> Extrait à lire
6/ La gestion active

Parmi les grands gagnants des “années QE” figurent les ETFs, c’est-à-dire les trackers sur indice. L’essentiel de la performance des indices provenait d’un faible nombre de titres (dont les GAFAs) et les investisseurs avaient progressivement délaissé la gestion active au profit de la gestion passive. Le nouveau contexte macroéconomique (retour de l’inflation, force du dollar, etc.) et de marché (perte de vitesse des grandes valeurs technologiques) pourraient permettre le retour en grâce du “stock-picking” et donc de la gestion active.  

Graphique: Flux cumulés entre fonds actions gérés de manière passive et de manière active

Source: CFA Institute
7/ Les Hedge Funds

Tout comme la gestion active, les hedge funds ont été snobés par la plupart des investisseurs au cours de la dernière décénnie. L’année 2022 semble être celle du retour en grâce des hedge funds et notamment des strategies Macro et CTAs.

Au vu du faible nombre d’instruments permettant d’investir de manière décorrélée aux actions et obligations, les hedge funds pourraient connaître un net regain d’intérêt. Si leur allocation atteignait parfois 20 à 25% des portefeuilles discrétionnaires dans les banques suisses avant 2008, le pourcentage alloué est actuellement très faible.

8/ Les actifs privés

Comme nous avons pu le constater cette année, les propriétés de diversification de la poche obligataire sont beaucoup moins efficaces qu’autrefois. Contrairement à la décennie précédente, on observe une hausse de la corrélation entre les actions et les obligations. Pour la première fois de l’histoire, les deux classes d’actifs sont en baisse de plus de 10% depuis le début de l’année.   

Afin d’améliorer le couple rendement-risque des portefeuilles diversifiés, une solution consiste à remplacer une partie de l’allocation obligataire par des placements moins liquides (voire beaucoup moins liquides) tels que hedge funds, fonds immobilier, dette privée ou encore capital risque.

Ce type d’allocation d’actifs est privilégié par les grands investisseurs institutionnels tels que les “Endowment” aux Etats-Unis. A l’heure actuelle, l’allocation aux actifs privés reste marginale dans les comptes discrétionnaires des clients privés. Mais la demande est grandissante.

> Votre tâche
Prolongez le texte sur la gestion active, les hedge funds et les actifs privés en reprenant après sa dernière phrase.

> Données enregistrées

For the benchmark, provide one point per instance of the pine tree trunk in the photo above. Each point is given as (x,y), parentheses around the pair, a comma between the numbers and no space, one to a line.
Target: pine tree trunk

> Résultat obtenu
9 / Les crypto-monnaies

Lors de l’explosion des cryptomonnaies en 2020 et 2021, la plupart des investisseurs institutionnels et privés ont préféré ne pas s’exposer à cette nouvelle classe d’actifs et ce pour différentes raisons: peu ou pas de connaissance, impossibilité de valoriser les jetons, trop forte volatilité ou difficulté d’accès.

A postériori, ignorer les cryptomonnaies n’a pas été un mauvais choix en 2022. Mais pendant ce nouvel hiver des cryptos, les fondamentaux de l’industrie (niveau d’adoption, développement de l’écosystème, mise en place de l’infrastructure de trading et de dépôt, etc.) ont continué à s’améliorer.

Il pourrait donc s’agir d’une occasion unique pour les investisseurs institutionnels et privés d’initier une première allocation dans cette nouvelle classe d’actifs.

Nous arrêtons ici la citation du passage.